* TEXTO:
━━━

Com o avanço técnico das soluções em iluminação das últimas décadas, pudemos observar uma revolução bastante efetiva no design de iluminação de interiores, exteriores, pública, museológica, de monumentos, etc.
Essa revolução tem como uma das principais características a busca de elementos estéticos e expressivos da luz cênica. Isso não foi gratuito, pois grande parte das lâmpadas, luminárias e equipamentos hoje utilizados na iluminação arquitetural tiveram seus desenhos inspirados nos equipamentos da iluminação cênica e em suas características ópticas, de movimento, trocas de cores, etc. que sempre possibilitaram um leque bastante variado de aplicações criativas sobre os palcos.
Desde então, e é claro, podemos supor que se, a performance técnica dessas ferramentas oferece condições amplas de aplicação estética da luz sobre os ambientes, certamente os designers de iluminação, que utilizam essas ferramentas, acabam se tornando artistas e co-criadores das obras arquiteturais. Dessa forma e muito provavelmente, desde essas últimas décadas do século passado e até o presente momento, estamos assistindo ao nascimento de novas formas de expressão artística ligadas á arquitetura e à luz, o que também certamente nos trará abertura para discussões mais amplas sobre essa nova arte.
Mas por que arte? Por que devemos conceber a iluminação cênica e, consequentemente a iluminação arquitetural, como arte, e seus designers como artistas? Serão verdadeiras essas afirmações apenas porque novas tecnologias estão á disposição desses profissionais, ou outras questões entram no jogo?
Para responder a essas e outras perguntas, devemos primeiramente tentar definir, mesmo que resumidamente, do que trata a arte. Como se dá sua mecânica, entrando um pouco em sua intimidade.
Segundo alguns teóricos, a arte pode ser dividida em três aspectos: arte como pensar, arte como conhecer e arte como exprimir. Esses aspectos ou concepções, ora se contrapõe, ora se combinam e aliam-se, ora se excluem mutuamente.
Sendo assim, podemos entender que é “arte do pensar” de como a luz e suas propriedades influenciam psicologicamente as pessoas através de suas manifestações e processos que se desenvolvem sobre os ambientes e palcos.
É “arte do conhecer”, pois, desenhistas de iluminação precisam saber claramente o que eles vêem no mundo real e como e porque as luzes se comportam de determinadas formas, suas propriedades físicas, etc.
É “arte do exprimir”, ou seja, de como esses artistas utilizam as técnicas e conhecimentos, suas ferramentas, etc. para materializarem suas obras, suas idéias e ideais.
Tudo isso também nos leva a pensar que podemos verdadeiramente denominar as atividades dos designers de iluminação e iluminadores como arte, exatamente porque essas atividades contém aspectos semelhantes a outras manifestações artísticas, como, por exemplo, as da pintura, pois, tanto a arte pictórica como a iluminação necessitam de suportes para que se dêem as suas materializações; realizam-se no espaço, inclusive a iluminação também no universo temporal; solicitam de seus criadores e executores conhecimentos técnicos e estéticos; são realizadas e construídas com o apoio e utilização de ferramentas e acessórios; exigem conhecimento de linguagem expressiva e, por fim ainda, a iluminação tanto pode ser ela mesma a própria obra, como elemento de apoio, participativo e interativo á outras.

━━━

* MATERIAL APRESENTADO:
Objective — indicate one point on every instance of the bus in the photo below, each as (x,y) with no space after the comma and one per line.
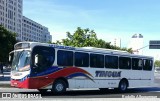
(59,68)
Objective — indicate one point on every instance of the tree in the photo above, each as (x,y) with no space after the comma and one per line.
(87,37)
(7,41)
(157,63)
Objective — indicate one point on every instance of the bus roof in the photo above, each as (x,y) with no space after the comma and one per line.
(23,45)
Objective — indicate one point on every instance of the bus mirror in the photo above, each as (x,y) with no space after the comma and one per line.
(36,59)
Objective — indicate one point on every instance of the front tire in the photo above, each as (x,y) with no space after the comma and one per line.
(59,87)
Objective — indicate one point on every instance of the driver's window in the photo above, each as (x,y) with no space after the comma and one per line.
(43,58)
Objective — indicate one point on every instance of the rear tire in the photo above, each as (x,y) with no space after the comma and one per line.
(42,90)
(123,85)
(59,87)
(103,89)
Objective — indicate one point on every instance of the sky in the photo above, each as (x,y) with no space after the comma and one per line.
(108,18)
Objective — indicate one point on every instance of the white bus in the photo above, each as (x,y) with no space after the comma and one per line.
(57,68)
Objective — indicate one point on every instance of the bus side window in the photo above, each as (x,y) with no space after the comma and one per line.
(81,59)
(137,64)
(111,62)
(64,58)
(96,60)
(147,64)
(42,58)
(124,63)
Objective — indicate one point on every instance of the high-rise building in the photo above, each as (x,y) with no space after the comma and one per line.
(116,42)
(27,30)
(136,43)
(33,31)
(11,16)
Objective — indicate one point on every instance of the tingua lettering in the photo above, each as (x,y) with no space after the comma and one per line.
(108,73)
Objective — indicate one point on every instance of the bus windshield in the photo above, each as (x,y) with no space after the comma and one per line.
(21,60)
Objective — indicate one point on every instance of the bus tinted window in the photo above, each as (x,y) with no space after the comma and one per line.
(147,64)
(97,60)
(124,63)
(45,57)
(137,64)
(64,58)
(81,59)
(111,62)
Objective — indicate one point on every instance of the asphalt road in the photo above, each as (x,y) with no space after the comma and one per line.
(132,93)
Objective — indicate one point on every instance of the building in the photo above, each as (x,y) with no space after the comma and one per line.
(27,30)
(11,16)
(136,43)
(116,42)
(33,31)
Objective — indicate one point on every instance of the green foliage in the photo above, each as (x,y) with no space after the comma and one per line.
(157,63)
(7,41)
(88,38)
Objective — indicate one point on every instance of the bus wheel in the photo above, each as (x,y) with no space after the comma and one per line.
(122,86)
(103,89)
(42,90)
(59,87)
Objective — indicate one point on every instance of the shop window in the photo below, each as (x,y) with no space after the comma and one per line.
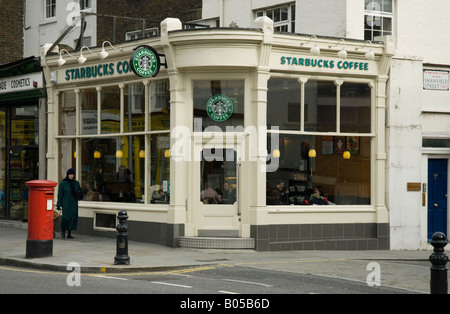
(50,8)
(284,99)
(112,166)
(89,114)
(67,107)
(110,110)
(112,169)
(134,108)
(320,106)
(343,181)
(310,148)
(85,4)
(355,108)
(160,172)
(218,104)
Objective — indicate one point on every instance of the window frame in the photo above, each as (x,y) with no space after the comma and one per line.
(277,25)
(303,79)
(49,9)
(379,15)
(85,4)
(148,133)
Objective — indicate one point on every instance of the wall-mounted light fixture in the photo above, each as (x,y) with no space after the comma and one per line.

━━━

* LISTA DE TAREFAS:
(A) No texto sobre a iluminação como arte, troque "pintura" por "escultura" e escreva de novo o trecho entre "Tudo isso também" e "interativo á outras.", inclusive.
(B) Escreva a continuação do texto sobre a iluminação como arte a partir do ponto em que ele termina.
O material é separado do texto.

* RESPOSTAS:
(A)
Tudo isso também nos leva a pensar que podemos verdadeiramente denominar as atividades dos designers de iluminação e iluminadores como arte, exatamente porque essas atividades contém aspectos semelhantes a outras manifestações artísticas, como, por exemplo, as da escultura, pois, tanto a arte pictórica como a iluminação necessitam de suportes para que se dêem as suas materializações; realizam-se no espaço, inclusive a iluminação também no universo temporal; solicitam de seus criadores e executores conhecimentos técnicos e estéticos; são realizadas e construídas com o apoio e utilização de ferramentas e acessórios; exigem conhecimento de linguagem expressiva e, por fim ainda, a iluminação tanto pode ser ela mesma a própria obra, como elemento de apoio, participativo e interativo á outras.

(B)
Podemos ainda intuir que os artistas da luz dividem seu espaço e sua criação com outros artistas e meios de expressão em busca de uma obra coerente, harmônica, e são aqueles cujas obras estão ligadas a conceitos criativos não-repetitivos, intencionais, cujas funções são determinadas pelos seus momentos expressivos através da luz, e o design de iluminação, como sendo “a arte ou o trabalho manual de criação visual através da luz e suas propriedades”. Entre essas propriedades, podemos citar o brilho, a intensidade, a direção, o ângulo de incidência, a velocidade, a cor a textura, a forma, o volume, o tipo movimento, a duração, etc.
Artistas se utilizam dessas propriedades da luz para determinar espaços; evidenciar e ocultar; controlar o resultado visual das formas; modular o tempo; reforçar e criar “climas” emocionais; criar sensações de frio, calor, condições climatológicas, estados mentais, etc. aproximar e distanciar seres, objetos, etc.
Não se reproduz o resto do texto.